[START Source data]

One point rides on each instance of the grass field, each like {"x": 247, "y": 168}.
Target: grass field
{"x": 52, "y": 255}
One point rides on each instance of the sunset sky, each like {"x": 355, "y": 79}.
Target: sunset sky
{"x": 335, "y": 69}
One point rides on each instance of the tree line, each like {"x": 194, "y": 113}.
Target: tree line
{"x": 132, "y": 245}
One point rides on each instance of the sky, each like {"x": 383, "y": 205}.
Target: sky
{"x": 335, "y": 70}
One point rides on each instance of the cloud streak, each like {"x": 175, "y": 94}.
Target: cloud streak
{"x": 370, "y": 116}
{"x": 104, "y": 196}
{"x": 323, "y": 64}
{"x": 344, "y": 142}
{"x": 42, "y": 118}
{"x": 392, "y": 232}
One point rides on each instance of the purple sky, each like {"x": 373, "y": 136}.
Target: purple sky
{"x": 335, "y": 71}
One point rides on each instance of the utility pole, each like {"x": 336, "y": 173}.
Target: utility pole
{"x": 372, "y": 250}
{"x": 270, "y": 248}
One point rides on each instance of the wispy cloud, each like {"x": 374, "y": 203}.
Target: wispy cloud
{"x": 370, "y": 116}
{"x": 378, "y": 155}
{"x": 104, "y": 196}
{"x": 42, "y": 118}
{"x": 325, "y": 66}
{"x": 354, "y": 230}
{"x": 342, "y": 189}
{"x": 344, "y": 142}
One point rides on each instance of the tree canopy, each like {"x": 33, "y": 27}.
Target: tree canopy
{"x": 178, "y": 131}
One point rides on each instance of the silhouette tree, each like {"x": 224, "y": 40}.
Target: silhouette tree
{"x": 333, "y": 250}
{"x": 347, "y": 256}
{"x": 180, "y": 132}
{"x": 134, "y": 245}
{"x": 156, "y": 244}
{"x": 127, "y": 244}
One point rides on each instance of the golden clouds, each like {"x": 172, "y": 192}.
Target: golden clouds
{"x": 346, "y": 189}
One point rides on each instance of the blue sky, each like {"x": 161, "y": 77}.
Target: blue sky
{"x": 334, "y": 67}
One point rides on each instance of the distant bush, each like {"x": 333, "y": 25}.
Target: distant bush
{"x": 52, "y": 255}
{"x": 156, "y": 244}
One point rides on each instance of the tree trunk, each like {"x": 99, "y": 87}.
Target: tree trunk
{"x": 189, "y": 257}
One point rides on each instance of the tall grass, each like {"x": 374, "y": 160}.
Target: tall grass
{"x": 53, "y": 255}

[END Source data]

Instructions to follow: Reproduce the listing shown above in its entirety, exactly.

Answer for this exercise:
One point rides on each instance of the grass field, each like {"x": 247, "y": 168}.
Target: grass field
{"x": 52, "y": 255}
One point rides on each instance of the sunset sky, each like {"x": 355, "y": 79}.
Target: sunset sky
{"x": 335, "y": 69}
One point rides on each instance of the tree line, each like {"x": 194, "y": 113}.
Target: tree line
{"x": 132, "y": 245}
One point rides on each instance of the sky, each like {"x": 383, "y": 205}.
Target: sky
{"x": 335, "y": 70}
One point rides on each instance of the cloud streak, each like {"x": 175, "y": 94}.
Target: cloud streak
{"x": 370, "y": 116}
{"x": 104, "y": 196}
{"x": 323, "y": 64}
{"x": 344, "y": 142}
{"x": 42, "y": 118}
{"x": 392, "y": 232}
One point rides on each instance of the purple sky, each like {"x": 373, "y": 136}.
Target: purple sky
{"x": 335, "y": 71}
One point rides on each instance of the utility pole, each like {"x": 336, "y": 173}.
Target: utility pole
{"x": 372, "y": 250}
{"x": 270, "y": 248}
One point rides on each instance of the wispy cloud, each like {"x": 374, "y": 203}.
Target: wispy cloud
{"x": 370, "y": 116}
{"x": 378, "y": 155}
{"x": 104, "y": 196}
{"x": 42, "y": 118}
{"x": 325, "y": 66}
{"x": 354, "y": 230}
{"x": 342, "y": 189}
{"x": 344, "y": 142}
One point rides on each instance of the tree canopy, each like {"x": 33, "y": 27}.
Target: tree canopy
{"x": 178, "y": 131}
One point rides on each instance of the silhouette tree, each like {"x": 224, "y": 40}.
Target: silhouette tree
{"x": 333, "y": 250}
{"x": 347, "y": 256}
{"x": 180, "y": 132}
{"x": 134, "y": 245}
{"x": 156, "y": 244}
{"x": 127, "y": 244}
One point rides on each instance of the golden clouds, each like {"x": 172, "y": 192}.
Target: golden clouds
{"x": 346, "y": 189}
One point rides on each instance of the blue sky, each like {"x": 161, "y": 77}.
Target: blue sky
{"x": 334, "y": 67}
One point rides on each instance of the distant bush, each like {"x": 333, "y": 25}.
Target: distant bush
{"x": 52, "y": 255}
{"x": 156, "y": 244}
One point rides on each instance of the tree trunk, each like {"x": 99, "y": 87}.
Target: tree trunk
{"x": 189, "y": 257}
One point rides on each instance of the tall grass, each like {"x": 374, "y": 160}.
Target: tall grass
{"x": 53, "y": 255}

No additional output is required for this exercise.